■ WHAT TO PRODUCE ■
Write out, word for word, only the lines from the one containing "Please place a point on the dark" through the final line of the data.

■ DATA PROVIDED ■

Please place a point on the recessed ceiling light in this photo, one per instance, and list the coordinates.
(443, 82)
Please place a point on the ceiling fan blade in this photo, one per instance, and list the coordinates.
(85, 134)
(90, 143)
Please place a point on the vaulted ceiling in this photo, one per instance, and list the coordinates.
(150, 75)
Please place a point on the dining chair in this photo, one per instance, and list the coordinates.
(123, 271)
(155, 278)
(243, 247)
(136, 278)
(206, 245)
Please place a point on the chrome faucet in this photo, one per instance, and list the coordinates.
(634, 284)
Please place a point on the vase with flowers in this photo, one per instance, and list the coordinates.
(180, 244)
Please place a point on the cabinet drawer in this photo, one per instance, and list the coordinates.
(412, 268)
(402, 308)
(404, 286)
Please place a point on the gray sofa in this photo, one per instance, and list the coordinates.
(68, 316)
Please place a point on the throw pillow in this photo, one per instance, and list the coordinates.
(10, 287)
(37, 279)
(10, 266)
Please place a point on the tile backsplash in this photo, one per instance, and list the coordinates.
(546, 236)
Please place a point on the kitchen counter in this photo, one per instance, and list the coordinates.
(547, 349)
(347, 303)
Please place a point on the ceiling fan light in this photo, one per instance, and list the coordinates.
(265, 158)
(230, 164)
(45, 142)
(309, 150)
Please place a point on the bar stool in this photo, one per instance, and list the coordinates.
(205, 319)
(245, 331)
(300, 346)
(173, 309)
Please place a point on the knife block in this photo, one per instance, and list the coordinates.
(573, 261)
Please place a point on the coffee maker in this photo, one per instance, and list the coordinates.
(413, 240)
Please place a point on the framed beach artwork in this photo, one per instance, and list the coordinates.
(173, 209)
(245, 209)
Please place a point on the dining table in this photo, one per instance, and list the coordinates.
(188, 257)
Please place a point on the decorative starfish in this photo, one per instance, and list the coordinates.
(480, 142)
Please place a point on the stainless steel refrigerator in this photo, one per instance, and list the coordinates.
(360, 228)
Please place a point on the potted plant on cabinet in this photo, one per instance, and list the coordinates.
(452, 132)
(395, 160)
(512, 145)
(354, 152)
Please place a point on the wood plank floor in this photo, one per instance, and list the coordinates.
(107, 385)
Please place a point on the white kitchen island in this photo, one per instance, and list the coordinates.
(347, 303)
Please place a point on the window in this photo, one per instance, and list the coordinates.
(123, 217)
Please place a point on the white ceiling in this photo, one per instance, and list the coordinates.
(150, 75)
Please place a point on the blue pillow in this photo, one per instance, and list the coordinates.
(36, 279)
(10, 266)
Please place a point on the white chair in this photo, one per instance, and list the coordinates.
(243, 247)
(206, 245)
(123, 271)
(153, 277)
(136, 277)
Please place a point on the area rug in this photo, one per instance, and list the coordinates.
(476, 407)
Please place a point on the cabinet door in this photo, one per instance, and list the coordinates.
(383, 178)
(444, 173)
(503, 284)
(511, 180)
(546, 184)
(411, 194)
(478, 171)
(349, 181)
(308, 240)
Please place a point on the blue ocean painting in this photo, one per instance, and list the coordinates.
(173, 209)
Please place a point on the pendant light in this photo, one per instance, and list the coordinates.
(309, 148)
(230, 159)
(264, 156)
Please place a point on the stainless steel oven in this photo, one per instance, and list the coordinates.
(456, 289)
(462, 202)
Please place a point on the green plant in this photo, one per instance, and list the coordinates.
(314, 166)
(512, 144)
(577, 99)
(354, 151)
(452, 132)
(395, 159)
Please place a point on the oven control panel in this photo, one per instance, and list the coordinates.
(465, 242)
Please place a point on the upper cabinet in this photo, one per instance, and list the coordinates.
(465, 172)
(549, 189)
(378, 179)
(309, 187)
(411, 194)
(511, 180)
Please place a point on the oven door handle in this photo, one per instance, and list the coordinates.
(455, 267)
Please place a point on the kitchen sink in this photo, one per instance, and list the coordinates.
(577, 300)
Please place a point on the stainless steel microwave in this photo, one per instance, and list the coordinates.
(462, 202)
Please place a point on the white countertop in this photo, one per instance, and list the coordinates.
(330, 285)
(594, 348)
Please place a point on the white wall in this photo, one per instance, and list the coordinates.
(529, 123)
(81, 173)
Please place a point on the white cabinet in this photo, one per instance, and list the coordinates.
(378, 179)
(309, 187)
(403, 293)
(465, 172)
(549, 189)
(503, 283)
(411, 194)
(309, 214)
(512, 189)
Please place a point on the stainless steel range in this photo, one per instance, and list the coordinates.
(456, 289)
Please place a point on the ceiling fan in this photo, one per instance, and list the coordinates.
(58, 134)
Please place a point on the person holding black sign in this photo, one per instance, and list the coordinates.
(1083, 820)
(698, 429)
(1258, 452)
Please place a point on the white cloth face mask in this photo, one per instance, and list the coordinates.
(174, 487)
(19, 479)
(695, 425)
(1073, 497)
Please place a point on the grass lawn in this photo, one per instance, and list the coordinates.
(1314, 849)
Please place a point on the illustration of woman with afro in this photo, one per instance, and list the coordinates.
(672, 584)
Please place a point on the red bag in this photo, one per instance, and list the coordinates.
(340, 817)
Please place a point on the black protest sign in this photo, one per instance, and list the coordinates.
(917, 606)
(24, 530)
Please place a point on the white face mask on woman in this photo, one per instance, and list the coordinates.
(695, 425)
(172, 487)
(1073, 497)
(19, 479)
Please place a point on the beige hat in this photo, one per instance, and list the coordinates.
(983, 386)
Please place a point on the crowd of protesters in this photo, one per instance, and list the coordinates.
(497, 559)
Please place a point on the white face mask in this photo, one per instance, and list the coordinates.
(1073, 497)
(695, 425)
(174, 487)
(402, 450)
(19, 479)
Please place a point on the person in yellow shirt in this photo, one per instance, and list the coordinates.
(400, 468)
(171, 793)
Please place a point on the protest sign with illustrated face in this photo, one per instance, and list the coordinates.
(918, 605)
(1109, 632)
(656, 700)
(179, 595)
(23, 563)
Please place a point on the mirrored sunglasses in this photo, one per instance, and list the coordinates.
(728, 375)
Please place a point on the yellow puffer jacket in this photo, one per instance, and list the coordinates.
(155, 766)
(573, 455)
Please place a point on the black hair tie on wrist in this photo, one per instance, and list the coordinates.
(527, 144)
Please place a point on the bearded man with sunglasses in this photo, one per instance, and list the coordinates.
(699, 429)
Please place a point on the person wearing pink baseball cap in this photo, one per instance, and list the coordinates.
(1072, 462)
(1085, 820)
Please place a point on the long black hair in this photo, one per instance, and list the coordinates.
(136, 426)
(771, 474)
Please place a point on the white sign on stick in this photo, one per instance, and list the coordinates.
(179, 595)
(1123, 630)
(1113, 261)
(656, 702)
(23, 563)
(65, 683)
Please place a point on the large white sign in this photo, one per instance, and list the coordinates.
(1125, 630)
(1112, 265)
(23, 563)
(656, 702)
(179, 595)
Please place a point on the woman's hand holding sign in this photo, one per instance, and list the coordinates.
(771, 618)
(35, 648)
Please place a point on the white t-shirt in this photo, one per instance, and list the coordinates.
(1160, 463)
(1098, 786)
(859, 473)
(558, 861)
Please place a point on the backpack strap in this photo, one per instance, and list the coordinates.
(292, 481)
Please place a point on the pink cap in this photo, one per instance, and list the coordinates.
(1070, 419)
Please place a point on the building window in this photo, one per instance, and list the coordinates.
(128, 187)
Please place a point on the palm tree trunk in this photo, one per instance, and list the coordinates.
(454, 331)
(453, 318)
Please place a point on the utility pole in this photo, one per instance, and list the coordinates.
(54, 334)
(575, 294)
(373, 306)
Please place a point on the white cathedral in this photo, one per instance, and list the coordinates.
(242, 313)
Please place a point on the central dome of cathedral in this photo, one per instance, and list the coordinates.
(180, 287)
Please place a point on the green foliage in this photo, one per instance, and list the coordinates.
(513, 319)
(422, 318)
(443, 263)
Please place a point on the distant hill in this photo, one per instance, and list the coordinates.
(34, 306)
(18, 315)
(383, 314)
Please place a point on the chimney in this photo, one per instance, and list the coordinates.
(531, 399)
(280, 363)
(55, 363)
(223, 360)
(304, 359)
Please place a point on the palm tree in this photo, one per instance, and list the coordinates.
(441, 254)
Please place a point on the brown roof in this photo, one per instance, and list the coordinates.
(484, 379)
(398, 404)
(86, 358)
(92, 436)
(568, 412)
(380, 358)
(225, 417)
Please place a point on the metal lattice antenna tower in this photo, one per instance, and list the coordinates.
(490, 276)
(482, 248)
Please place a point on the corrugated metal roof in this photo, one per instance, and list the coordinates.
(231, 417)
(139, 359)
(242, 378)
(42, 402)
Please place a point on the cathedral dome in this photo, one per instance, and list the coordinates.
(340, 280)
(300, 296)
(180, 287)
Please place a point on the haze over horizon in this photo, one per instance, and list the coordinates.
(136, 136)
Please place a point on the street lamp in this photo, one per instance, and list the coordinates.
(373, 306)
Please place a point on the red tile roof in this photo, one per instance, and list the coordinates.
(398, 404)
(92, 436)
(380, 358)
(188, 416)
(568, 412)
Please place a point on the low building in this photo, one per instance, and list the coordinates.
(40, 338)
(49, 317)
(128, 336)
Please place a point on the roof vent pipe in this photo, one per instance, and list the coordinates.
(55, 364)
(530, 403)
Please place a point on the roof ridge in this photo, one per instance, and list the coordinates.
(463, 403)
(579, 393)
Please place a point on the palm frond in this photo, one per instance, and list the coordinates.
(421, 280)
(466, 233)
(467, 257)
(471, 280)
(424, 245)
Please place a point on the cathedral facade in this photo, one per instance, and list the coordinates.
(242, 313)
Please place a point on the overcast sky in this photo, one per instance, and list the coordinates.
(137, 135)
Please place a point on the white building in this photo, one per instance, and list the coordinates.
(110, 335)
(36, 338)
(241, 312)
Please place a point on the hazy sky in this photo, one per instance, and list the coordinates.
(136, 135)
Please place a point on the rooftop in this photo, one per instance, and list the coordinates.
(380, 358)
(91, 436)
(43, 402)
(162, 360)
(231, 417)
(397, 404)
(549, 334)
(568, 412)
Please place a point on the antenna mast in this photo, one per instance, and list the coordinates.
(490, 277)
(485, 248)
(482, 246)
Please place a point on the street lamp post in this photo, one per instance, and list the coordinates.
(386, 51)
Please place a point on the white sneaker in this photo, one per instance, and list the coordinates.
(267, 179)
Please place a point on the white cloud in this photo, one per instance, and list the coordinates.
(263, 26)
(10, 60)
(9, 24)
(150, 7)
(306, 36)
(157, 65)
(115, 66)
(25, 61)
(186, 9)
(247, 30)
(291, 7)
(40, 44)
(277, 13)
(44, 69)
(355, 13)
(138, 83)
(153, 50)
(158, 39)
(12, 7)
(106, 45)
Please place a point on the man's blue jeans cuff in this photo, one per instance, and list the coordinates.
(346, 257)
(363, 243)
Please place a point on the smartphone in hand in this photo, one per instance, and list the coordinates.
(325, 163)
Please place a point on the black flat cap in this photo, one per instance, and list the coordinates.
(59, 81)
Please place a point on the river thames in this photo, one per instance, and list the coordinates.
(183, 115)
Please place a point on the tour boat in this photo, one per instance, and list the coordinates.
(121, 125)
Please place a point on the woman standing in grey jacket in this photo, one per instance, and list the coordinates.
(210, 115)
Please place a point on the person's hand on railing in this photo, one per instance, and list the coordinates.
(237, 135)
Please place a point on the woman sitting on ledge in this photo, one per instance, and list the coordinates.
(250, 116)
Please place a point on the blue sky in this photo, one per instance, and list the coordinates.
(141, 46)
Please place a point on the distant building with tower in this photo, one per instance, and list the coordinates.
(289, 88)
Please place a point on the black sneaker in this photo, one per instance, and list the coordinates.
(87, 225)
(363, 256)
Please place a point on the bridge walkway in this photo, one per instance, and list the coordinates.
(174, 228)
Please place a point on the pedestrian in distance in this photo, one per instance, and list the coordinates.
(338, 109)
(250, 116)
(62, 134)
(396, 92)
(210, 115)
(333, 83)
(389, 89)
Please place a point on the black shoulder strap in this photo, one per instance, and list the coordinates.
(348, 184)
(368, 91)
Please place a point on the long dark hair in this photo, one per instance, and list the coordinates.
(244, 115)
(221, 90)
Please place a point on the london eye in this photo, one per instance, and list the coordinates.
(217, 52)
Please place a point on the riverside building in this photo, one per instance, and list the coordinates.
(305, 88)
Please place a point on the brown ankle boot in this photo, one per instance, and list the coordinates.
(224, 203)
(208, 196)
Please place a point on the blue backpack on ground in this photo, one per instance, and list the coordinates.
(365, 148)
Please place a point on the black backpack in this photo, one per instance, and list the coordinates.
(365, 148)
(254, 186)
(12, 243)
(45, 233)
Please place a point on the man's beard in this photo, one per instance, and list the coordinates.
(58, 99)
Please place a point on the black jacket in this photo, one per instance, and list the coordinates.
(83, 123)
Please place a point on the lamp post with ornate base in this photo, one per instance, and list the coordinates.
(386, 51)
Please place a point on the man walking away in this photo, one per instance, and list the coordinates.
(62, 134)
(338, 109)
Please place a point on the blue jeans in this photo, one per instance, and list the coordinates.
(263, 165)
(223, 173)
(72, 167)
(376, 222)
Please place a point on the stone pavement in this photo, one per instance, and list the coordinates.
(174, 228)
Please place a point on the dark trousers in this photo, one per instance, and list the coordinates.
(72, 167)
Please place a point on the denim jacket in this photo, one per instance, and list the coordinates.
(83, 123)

■ ANSWER SPACE ■
Please place a point on the dark trousers in this photo, one per instance, and list the coordinates.
(72, 167)
Please place a point on the denim jacket in this photo, one per instance, and list the coordinates.
(83, 123)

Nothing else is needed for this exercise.